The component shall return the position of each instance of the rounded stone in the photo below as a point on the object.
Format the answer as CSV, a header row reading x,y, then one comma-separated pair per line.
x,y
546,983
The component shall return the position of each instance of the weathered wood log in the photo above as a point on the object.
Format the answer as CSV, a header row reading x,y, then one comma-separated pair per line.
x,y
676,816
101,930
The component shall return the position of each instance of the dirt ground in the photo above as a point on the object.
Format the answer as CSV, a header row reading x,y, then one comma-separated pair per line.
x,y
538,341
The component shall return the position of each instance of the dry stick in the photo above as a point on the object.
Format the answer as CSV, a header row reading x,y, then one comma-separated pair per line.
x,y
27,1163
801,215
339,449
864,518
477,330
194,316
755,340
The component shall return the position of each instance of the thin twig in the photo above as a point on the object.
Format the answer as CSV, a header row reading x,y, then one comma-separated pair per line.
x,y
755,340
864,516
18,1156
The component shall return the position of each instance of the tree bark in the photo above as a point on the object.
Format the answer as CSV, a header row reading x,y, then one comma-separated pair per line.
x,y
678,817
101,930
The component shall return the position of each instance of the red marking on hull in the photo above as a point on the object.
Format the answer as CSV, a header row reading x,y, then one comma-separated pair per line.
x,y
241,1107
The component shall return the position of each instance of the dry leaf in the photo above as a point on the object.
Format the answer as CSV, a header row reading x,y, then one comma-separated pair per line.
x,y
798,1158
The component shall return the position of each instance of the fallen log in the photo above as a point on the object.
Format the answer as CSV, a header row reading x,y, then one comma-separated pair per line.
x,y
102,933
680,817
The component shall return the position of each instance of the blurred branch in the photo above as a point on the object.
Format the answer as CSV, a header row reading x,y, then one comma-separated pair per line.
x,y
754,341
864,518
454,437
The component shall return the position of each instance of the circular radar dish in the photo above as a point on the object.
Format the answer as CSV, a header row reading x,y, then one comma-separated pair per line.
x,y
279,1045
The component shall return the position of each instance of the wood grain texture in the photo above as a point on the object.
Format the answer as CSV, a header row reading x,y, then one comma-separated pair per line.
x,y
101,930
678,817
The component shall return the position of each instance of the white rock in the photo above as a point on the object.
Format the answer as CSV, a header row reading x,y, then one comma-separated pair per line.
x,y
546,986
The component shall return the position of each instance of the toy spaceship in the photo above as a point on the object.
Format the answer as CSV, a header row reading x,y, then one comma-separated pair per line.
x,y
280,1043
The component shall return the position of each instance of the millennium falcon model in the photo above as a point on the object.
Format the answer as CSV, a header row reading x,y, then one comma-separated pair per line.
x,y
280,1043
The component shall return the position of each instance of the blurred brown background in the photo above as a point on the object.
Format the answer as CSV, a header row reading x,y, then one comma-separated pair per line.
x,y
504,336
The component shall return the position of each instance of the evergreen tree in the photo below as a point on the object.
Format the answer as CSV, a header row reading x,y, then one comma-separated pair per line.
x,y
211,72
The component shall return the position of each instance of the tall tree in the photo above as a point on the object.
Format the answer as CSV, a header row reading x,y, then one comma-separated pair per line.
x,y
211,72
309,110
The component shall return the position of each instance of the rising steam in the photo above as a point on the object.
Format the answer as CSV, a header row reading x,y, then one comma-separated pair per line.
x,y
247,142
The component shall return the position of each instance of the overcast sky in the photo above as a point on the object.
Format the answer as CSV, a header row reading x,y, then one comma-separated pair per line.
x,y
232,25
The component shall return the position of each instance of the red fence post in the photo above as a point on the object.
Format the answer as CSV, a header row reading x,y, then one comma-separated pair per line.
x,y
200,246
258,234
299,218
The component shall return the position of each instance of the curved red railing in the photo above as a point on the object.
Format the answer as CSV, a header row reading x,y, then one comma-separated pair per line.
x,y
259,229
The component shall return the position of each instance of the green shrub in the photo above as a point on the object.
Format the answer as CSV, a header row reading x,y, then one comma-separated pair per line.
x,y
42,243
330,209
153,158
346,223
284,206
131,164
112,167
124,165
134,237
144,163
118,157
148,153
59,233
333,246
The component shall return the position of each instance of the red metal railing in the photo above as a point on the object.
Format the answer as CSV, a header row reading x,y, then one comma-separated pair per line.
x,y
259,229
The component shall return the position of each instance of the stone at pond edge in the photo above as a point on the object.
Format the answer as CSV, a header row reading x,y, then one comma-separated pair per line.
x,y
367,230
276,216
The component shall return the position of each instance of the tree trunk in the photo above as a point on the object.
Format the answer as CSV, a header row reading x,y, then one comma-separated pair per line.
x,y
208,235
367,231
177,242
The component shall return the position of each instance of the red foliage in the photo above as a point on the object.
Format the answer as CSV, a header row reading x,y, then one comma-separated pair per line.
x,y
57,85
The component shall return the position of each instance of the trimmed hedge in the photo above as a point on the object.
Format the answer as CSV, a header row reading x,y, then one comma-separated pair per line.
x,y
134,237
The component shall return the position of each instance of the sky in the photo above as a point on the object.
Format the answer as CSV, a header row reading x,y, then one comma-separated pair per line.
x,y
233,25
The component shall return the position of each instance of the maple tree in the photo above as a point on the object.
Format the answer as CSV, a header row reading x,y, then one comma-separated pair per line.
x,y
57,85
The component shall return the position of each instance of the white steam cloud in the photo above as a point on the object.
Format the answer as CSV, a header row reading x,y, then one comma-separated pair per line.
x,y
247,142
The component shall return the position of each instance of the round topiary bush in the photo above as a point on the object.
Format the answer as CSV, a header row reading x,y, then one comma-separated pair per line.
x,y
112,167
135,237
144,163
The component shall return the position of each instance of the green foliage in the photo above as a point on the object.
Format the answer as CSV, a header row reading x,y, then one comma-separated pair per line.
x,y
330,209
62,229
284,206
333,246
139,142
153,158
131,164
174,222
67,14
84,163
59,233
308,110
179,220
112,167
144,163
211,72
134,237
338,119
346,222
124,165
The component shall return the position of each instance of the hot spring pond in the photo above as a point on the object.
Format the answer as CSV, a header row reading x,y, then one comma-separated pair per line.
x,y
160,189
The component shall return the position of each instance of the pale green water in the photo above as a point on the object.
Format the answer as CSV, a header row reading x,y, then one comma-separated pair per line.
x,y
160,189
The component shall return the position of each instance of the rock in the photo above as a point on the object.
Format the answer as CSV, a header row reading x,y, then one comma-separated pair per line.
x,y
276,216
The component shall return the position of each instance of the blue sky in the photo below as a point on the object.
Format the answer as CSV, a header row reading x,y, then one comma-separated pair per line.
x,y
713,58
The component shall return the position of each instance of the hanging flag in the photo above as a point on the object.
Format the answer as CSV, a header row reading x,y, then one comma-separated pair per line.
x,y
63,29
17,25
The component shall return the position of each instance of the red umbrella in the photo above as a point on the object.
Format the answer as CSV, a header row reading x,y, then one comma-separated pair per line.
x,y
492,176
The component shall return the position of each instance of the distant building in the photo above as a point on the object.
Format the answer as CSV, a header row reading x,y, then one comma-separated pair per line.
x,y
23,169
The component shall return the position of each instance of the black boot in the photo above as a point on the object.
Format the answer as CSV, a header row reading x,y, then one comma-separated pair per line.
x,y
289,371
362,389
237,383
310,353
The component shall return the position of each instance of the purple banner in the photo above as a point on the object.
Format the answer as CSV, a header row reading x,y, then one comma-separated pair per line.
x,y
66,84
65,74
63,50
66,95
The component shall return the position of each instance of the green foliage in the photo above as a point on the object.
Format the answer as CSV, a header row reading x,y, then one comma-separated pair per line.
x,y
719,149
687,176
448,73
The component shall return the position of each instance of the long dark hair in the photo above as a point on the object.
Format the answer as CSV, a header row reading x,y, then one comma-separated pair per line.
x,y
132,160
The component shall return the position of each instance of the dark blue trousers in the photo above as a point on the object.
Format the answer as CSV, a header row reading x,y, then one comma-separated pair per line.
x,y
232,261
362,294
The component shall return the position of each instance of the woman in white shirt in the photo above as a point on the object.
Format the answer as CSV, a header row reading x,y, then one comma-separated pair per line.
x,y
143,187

---

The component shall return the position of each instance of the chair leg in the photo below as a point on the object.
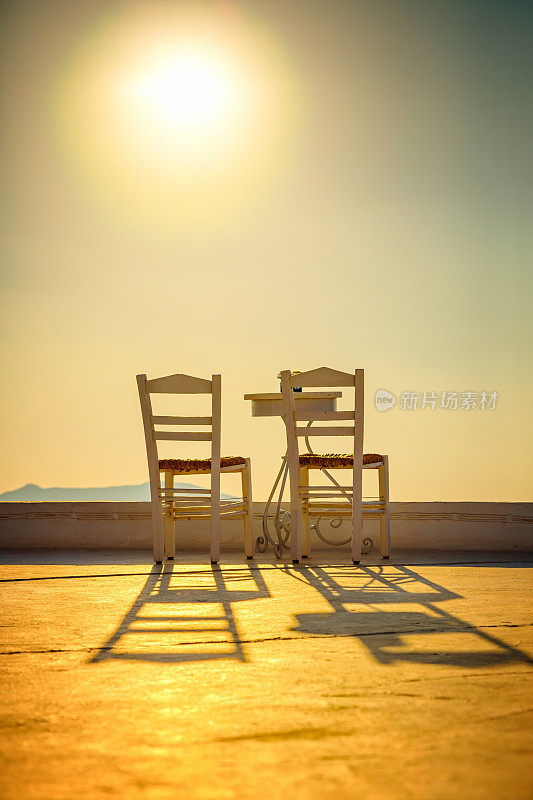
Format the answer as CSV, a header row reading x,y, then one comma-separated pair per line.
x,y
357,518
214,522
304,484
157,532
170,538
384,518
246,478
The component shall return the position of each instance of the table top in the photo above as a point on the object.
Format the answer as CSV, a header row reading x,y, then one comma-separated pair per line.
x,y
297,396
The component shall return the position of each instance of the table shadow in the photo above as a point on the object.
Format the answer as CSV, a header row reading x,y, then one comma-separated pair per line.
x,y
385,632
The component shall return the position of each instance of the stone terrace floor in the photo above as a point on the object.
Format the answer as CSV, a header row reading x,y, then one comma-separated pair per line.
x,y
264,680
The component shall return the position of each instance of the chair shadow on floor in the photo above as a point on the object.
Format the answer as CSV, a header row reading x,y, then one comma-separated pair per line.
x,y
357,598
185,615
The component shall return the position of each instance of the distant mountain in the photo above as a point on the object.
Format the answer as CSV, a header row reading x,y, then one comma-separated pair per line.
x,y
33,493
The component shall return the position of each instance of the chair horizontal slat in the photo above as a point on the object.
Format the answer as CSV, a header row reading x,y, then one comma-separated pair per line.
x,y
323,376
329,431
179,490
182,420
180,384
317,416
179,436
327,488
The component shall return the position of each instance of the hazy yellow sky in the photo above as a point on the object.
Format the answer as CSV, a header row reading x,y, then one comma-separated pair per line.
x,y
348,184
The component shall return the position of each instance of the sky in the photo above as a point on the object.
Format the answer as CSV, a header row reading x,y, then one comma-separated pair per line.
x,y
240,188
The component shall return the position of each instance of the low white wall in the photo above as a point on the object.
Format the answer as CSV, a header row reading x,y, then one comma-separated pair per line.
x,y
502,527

Instruction. Extract each line of the data above that contains the string "blue".

Result.
The component shall return the position of each instance of the blue sky in the photo below as a point on the object.
The component shall return the position of each instance of the dark blue trousers in the photo above as a point on the object.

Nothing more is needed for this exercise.